▸ **SELECTED EXTRACT**:

Just before I left the building I remembered I hadn’t even asked for a copy of the x-ray report so I ran (well, slowly walked with my urban poles) back in and the receptionist printed it off for me to take to my physiotherapist. And I still don’t know how long I will have to wait for an MRI, or if it’s worth getting one done privately. The doctor wants me to taper my prednisone down to 1.5 mg, from 3, then take in the new blood requisition. So I suppose in about a month or six weeks I’ll have another visit and this time I shall have to direct his attention back to what is concerning me – my injured knee, my need for exercise to maintain health. Not his searching for some interesting ailment which may or may not be of significance but which right now is just something I need to keep putting out of my mind so I don’t worry.

▸ **TASK REQUIREMENTS**:
**a)** In the appointment account, to what dose does the doctor want the prednisone tapered?
**b)** List every person other than the writer whom the appointment account mentions by role.
The material placed after this text is not needed.

▸ **DATA SECTION**:
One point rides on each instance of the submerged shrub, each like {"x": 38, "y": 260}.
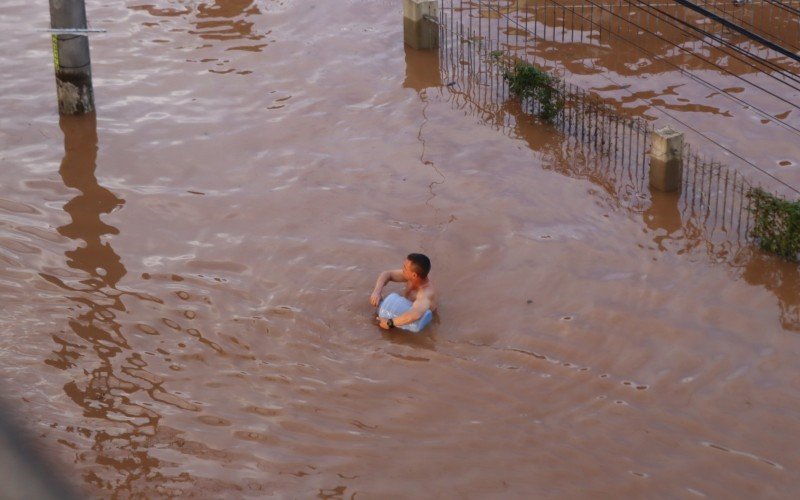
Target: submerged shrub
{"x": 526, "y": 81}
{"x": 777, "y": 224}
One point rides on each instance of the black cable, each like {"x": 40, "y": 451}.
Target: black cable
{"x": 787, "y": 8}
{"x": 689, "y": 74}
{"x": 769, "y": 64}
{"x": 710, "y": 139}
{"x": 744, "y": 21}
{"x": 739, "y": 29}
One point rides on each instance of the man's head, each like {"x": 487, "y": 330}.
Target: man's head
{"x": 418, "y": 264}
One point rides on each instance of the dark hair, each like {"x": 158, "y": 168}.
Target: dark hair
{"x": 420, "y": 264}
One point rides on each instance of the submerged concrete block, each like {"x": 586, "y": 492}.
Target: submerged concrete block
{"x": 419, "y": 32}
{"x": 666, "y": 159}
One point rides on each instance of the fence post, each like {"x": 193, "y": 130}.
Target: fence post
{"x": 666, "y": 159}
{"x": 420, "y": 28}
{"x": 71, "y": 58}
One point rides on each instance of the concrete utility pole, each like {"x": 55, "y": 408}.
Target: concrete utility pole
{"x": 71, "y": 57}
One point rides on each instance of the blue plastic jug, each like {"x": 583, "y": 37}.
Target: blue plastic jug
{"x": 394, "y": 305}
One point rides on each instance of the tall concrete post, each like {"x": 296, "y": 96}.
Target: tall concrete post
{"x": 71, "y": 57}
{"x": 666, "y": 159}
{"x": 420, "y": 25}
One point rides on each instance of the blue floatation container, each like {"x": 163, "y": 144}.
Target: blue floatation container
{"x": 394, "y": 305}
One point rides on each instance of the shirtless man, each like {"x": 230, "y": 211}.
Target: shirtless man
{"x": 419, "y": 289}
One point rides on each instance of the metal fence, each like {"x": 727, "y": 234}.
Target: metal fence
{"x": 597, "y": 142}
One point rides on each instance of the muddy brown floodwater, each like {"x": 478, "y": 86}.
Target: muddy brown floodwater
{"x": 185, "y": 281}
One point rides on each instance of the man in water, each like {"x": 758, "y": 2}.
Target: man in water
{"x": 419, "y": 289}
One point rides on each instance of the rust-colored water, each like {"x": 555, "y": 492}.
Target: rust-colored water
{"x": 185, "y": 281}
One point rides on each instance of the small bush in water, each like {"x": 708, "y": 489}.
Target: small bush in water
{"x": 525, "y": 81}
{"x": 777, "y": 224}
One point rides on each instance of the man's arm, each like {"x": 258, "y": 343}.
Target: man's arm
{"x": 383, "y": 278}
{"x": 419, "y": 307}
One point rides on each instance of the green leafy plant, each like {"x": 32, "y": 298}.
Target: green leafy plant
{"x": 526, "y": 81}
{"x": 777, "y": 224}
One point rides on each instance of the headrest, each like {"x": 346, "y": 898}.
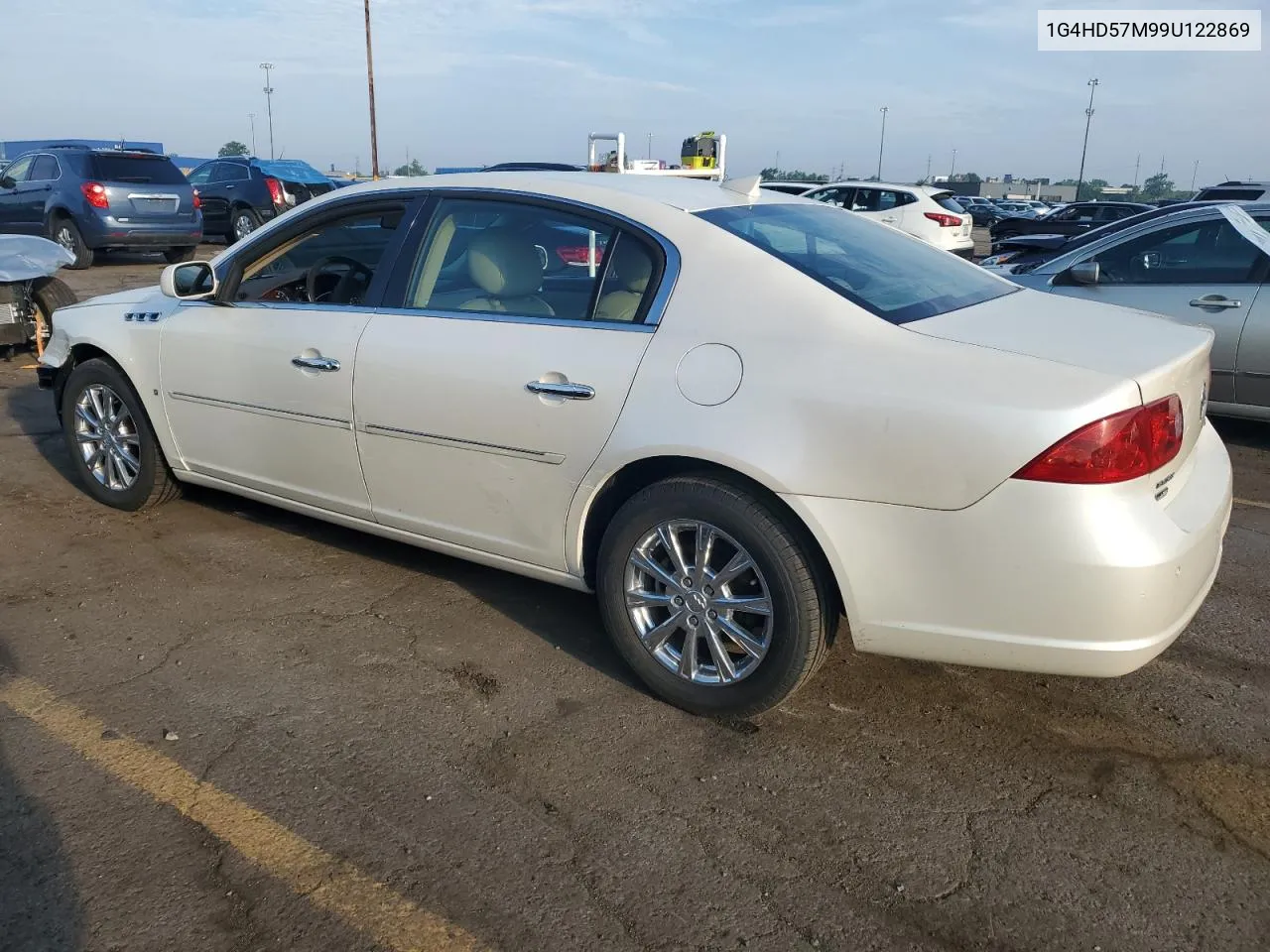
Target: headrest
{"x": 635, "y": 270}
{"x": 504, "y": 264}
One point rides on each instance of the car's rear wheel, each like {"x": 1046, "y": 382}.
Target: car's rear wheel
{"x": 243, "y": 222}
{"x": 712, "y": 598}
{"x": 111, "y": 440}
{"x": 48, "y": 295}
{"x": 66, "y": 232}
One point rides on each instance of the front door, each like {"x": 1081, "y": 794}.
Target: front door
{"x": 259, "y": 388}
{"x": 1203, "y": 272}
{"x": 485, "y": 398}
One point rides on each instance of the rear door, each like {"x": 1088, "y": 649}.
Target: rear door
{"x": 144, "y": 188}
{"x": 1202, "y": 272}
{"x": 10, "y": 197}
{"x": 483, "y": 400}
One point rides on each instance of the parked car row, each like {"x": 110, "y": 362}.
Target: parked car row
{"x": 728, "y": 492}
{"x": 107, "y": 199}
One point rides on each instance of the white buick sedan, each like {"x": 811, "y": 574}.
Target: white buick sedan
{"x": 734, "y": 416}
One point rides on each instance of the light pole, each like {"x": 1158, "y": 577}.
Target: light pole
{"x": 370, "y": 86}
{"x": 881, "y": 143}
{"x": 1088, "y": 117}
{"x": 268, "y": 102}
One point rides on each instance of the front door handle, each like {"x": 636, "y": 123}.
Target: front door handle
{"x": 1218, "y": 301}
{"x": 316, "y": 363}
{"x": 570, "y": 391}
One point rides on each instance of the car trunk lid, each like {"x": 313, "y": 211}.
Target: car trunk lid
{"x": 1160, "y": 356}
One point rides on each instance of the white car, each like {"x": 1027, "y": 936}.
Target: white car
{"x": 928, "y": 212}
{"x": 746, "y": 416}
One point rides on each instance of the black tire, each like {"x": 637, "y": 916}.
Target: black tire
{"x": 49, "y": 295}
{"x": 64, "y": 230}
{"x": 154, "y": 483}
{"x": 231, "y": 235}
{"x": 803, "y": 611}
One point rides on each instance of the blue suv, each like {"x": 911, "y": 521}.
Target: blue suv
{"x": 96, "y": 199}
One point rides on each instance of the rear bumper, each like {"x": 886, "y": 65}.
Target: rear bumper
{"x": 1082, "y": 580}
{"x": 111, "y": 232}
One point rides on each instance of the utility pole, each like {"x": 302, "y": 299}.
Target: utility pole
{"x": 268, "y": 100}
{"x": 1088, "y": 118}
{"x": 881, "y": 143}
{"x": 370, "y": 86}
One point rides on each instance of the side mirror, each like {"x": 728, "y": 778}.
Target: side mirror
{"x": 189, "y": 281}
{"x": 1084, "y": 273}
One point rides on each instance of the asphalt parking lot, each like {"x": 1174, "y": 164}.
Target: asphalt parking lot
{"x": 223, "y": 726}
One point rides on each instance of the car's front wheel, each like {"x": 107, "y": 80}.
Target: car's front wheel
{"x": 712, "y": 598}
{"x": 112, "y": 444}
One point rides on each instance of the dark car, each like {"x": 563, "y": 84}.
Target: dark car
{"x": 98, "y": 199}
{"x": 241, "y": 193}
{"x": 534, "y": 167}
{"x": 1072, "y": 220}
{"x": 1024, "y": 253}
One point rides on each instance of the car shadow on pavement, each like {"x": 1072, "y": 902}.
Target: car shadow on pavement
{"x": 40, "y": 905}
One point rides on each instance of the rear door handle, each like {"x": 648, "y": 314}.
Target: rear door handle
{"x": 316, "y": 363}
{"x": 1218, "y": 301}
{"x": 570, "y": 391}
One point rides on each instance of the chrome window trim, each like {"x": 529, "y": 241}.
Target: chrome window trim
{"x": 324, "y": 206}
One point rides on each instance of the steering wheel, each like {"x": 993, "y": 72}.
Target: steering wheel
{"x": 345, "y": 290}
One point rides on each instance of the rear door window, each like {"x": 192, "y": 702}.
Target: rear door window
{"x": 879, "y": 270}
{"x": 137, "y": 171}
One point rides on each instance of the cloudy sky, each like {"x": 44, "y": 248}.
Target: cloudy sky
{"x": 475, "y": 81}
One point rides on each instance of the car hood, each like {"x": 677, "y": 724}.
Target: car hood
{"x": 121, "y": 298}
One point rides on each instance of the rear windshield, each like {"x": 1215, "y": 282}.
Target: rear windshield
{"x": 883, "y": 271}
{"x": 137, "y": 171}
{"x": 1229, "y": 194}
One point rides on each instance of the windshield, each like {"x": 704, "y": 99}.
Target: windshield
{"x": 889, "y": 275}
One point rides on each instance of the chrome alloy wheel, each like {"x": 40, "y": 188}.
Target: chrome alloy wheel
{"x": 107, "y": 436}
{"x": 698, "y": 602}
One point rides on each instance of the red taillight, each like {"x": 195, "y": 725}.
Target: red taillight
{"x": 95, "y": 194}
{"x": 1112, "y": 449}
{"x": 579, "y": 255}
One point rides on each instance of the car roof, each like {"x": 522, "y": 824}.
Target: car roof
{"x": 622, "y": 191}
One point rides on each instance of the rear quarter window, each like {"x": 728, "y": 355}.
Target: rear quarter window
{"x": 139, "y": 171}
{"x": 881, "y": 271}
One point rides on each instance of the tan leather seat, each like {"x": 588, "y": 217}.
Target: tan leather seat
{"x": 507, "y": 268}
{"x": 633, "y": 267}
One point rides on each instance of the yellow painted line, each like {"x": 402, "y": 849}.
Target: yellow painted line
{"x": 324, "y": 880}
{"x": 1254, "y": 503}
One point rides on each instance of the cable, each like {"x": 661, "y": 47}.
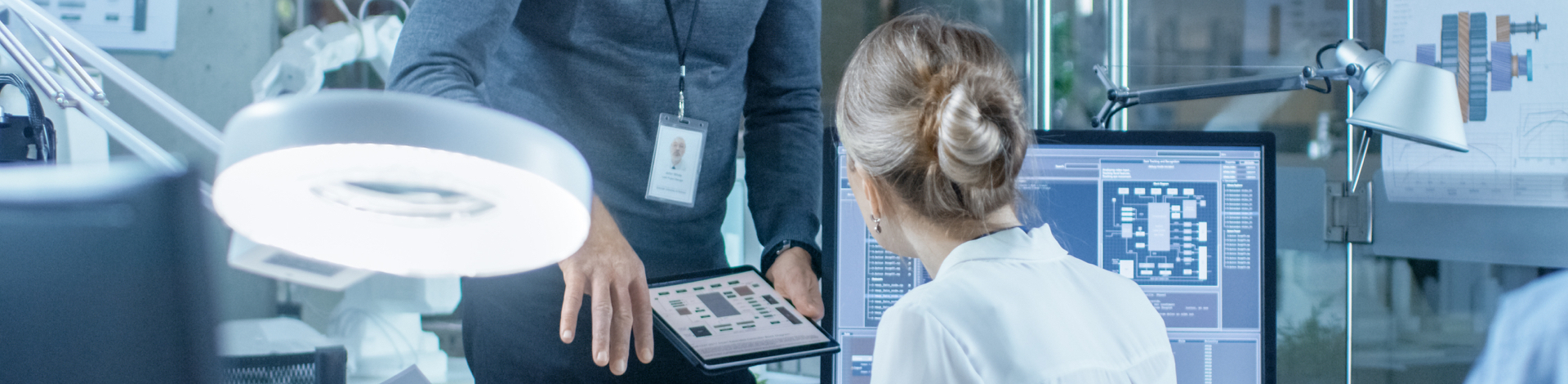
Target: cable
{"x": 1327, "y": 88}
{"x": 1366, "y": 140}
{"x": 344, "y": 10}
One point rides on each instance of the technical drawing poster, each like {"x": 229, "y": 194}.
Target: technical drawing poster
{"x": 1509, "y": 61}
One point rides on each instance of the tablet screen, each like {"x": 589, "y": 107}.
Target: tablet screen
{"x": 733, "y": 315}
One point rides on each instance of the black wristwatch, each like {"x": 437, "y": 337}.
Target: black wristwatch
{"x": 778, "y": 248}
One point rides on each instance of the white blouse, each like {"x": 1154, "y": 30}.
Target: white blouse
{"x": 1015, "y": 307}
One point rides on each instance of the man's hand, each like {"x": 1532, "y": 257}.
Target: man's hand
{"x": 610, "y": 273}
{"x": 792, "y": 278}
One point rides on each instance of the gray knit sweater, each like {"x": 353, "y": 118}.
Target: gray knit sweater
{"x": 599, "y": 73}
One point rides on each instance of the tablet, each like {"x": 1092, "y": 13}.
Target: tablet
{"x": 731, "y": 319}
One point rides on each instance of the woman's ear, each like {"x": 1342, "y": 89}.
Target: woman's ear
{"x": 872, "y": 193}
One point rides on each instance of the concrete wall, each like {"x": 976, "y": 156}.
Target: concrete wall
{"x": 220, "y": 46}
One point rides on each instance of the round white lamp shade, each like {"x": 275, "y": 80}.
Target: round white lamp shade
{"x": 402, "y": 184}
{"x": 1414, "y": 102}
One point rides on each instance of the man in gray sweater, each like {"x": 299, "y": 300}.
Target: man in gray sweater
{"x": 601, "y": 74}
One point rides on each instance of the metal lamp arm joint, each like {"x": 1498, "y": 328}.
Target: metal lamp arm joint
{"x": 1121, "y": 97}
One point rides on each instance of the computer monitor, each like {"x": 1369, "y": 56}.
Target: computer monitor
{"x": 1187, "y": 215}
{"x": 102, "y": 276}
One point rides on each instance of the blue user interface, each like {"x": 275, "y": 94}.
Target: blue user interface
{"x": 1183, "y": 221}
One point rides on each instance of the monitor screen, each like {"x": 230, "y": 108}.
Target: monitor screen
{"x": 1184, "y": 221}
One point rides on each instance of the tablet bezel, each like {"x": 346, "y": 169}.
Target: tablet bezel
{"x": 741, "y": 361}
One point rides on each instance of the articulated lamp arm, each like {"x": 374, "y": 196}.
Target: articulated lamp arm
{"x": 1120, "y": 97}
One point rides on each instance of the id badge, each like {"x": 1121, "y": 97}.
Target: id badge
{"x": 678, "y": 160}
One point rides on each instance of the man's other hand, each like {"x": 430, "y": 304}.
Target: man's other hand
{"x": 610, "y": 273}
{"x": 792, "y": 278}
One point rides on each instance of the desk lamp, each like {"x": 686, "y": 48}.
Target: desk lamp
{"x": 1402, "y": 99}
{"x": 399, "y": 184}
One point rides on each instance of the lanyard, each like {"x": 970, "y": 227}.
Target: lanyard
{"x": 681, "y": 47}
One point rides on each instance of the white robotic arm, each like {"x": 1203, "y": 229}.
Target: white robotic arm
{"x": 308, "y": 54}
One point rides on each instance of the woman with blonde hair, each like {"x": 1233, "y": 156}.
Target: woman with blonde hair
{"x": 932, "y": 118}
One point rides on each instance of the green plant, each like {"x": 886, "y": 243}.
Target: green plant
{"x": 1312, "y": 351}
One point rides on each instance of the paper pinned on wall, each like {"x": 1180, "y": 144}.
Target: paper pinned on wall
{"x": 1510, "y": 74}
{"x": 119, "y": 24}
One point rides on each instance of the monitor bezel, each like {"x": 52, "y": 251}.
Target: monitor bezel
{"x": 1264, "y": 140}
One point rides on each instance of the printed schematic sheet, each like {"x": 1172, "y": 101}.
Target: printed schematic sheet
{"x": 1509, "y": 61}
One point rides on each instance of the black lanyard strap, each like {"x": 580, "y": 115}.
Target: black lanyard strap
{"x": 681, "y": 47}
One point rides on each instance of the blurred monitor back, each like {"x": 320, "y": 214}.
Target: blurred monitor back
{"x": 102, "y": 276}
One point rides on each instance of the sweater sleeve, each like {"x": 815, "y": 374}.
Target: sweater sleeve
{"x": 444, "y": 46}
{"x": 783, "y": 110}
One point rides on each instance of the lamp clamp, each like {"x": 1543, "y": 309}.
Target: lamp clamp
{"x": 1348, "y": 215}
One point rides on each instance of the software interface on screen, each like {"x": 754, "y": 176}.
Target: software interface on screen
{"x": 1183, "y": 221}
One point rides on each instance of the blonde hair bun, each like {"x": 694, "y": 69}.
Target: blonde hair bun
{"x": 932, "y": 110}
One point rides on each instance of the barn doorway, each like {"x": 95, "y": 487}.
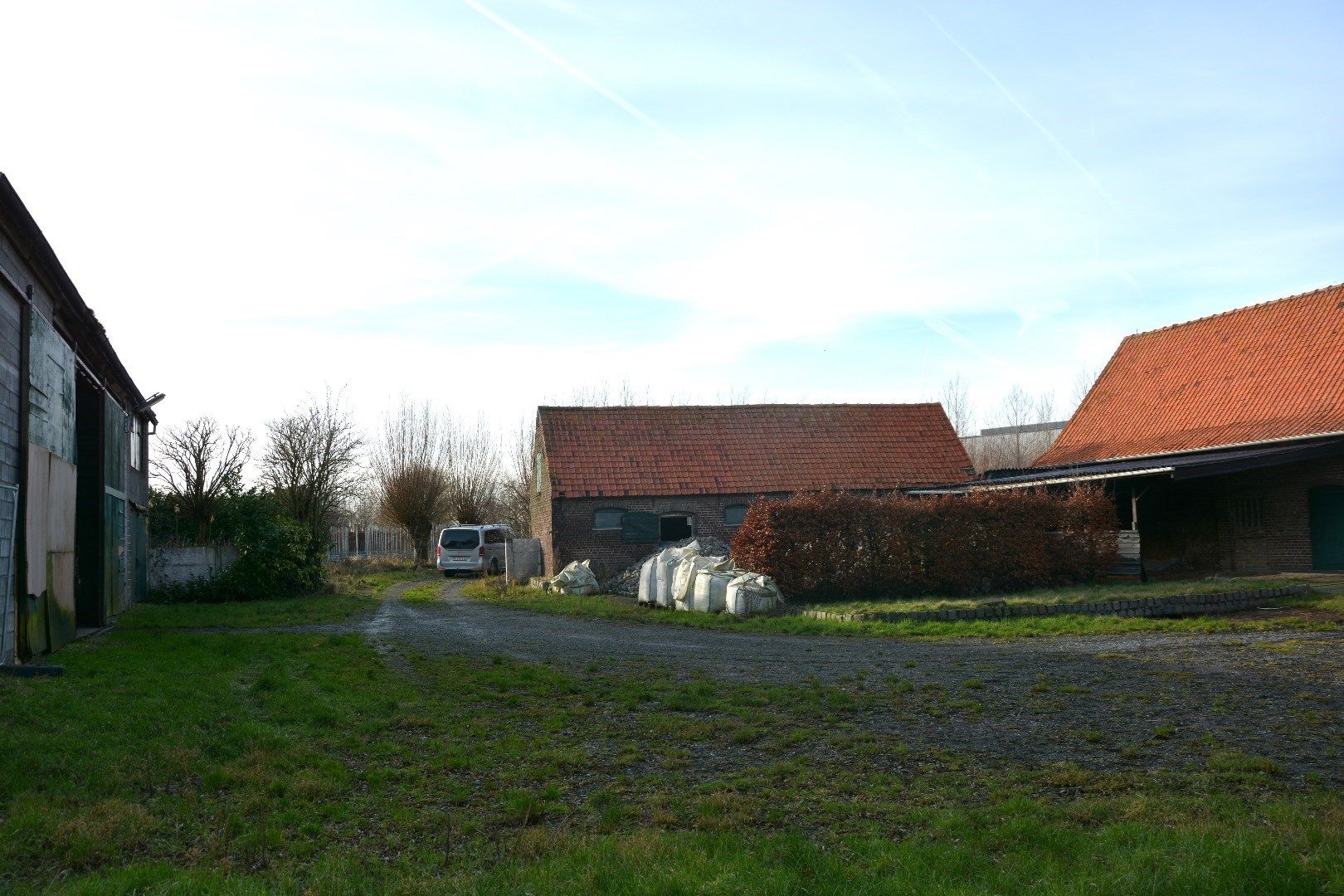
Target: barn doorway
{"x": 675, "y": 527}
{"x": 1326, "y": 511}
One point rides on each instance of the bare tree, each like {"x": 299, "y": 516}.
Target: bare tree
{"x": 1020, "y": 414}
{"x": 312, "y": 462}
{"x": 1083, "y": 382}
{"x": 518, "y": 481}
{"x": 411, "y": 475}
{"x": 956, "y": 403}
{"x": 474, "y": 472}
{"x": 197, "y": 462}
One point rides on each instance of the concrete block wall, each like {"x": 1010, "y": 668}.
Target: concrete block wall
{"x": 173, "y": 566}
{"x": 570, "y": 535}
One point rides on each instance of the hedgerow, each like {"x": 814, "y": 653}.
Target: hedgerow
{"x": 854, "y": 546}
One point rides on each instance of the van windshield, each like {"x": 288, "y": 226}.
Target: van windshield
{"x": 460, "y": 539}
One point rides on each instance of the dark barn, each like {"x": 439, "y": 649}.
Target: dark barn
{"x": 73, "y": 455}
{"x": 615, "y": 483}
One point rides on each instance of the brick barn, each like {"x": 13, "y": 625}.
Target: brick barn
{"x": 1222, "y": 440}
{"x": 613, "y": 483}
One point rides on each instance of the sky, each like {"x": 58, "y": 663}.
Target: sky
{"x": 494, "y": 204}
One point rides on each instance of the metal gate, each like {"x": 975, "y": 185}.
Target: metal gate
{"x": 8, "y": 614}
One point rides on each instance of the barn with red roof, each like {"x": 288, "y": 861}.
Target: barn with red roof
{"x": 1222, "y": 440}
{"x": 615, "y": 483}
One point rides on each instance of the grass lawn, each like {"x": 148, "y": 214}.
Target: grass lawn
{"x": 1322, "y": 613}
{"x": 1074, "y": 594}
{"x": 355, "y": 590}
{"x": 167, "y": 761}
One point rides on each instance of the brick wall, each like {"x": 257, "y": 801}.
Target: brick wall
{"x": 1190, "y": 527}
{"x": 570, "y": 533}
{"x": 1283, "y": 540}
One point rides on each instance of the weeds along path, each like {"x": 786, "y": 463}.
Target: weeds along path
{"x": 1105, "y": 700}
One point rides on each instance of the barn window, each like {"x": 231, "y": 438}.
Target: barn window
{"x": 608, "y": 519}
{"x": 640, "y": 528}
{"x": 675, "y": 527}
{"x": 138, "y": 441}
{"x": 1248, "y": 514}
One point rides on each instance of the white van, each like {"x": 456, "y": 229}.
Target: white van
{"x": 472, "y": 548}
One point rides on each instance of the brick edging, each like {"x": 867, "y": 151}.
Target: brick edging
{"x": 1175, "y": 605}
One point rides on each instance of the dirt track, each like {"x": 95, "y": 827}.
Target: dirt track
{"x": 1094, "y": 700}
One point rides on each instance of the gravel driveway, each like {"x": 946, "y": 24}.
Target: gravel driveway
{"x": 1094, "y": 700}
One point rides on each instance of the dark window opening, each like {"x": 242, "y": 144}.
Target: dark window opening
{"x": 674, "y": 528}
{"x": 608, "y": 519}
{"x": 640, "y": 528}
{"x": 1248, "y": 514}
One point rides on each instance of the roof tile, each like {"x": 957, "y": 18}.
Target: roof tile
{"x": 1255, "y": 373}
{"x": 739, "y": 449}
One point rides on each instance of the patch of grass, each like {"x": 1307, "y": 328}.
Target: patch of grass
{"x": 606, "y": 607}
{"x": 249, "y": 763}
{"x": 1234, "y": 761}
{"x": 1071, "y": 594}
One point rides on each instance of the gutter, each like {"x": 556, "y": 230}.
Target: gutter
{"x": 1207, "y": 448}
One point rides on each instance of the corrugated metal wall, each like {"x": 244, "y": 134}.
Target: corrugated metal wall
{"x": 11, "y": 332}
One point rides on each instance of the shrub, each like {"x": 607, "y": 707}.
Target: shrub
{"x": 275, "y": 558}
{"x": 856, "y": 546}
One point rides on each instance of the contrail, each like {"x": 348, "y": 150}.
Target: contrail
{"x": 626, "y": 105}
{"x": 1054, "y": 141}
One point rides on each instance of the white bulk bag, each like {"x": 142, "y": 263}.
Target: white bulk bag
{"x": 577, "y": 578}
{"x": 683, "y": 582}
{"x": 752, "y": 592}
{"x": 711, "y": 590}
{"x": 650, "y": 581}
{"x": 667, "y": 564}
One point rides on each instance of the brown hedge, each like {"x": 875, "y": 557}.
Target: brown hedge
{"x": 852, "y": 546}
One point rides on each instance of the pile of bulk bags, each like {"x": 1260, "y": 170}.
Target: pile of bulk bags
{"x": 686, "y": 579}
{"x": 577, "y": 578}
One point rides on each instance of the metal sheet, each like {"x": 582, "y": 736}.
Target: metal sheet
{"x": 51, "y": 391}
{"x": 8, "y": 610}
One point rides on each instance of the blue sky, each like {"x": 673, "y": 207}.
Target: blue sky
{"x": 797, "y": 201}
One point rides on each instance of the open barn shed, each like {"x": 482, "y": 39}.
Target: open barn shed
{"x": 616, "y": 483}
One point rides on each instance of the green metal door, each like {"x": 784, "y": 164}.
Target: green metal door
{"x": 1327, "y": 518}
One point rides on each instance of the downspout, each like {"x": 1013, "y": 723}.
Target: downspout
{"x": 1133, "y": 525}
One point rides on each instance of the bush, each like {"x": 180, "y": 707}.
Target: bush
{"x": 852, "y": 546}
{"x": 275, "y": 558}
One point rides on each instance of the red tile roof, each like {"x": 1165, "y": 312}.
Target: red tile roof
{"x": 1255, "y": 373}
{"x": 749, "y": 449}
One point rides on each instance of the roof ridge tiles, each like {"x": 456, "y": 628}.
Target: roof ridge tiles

▸ **TASK ANSWERS**:
**a)** 1.5 mg, down from 3 mg.

**b)** The receptionist, the physiotherapist, and the doctor.